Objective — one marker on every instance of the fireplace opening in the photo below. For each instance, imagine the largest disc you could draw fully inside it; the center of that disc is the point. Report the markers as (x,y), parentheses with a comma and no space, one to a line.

---

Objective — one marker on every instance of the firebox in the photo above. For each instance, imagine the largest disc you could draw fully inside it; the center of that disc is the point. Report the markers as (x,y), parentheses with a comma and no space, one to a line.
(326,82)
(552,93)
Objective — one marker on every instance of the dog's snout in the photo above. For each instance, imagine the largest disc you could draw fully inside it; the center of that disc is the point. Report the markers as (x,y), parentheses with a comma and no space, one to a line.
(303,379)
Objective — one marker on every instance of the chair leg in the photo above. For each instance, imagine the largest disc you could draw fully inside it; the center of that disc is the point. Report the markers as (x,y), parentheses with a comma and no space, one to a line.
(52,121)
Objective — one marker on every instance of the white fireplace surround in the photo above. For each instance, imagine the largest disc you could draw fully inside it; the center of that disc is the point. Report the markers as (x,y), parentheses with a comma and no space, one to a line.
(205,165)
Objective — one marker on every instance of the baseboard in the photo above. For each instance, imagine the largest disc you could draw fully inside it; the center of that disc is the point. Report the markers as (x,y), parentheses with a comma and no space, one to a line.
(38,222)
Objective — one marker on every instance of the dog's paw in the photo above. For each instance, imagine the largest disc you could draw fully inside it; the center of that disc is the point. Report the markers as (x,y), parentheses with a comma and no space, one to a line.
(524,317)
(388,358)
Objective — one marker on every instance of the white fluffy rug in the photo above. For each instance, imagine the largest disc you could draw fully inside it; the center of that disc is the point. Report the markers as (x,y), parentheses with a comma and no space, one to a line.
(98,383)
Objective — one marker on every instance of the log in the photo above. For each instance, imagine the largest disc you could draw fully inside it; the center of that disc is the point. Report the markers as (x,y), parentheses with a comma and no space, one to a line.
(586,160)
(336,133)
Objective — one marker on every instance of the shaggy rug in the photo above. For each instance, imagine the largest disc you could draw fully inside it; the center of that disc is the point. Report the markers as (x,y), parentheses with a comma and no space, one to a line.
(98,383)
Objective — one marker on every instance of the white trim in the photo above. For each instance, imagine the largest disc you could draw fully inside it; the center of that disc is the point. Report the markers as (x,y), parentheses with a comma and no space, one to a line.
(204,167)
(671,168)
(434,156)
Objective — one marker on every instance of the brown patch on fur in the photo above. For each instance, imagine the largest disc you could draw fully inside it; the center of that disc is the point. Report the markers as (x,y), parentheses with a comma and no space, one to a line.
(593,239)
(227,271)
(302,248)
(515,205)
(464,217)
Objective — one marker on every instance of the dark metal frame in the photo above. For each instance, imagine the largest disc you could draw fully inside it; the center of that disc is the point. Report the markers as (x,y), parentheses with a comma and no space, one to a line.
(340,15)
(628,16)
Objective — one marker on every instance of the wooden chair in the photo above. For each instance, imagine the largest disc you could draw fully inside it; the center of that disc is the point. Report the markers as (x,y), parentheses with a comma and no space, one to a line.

## INSTRUCTIONS FOR THE TASK
Begin at the row that has "Objective — one marker on every instance of the dark" and stop after the row that has "Objective — one marker on every instance of the wooden". Write those rows out again, swapping "disc" for "circle" and changing nothing else.

## RESPONSE BELOW
Objective — one marker on every instance of the dark metal frame in the photo above. For each instance, imagine the largest circle you could draw fully inside it; the center of that circle is the point. Report the markers as (x,y), parentheses with a comma and no space, one to a line.
(340,15)
(628,16)
Objective — one marker on every instance of the wooden chair in the photo above. For each instance, imagine the largest circle you could draw fully inside it; the center of that circle is the point. Report the markers as (x,y), parentheses with a comma and no space, one to a line.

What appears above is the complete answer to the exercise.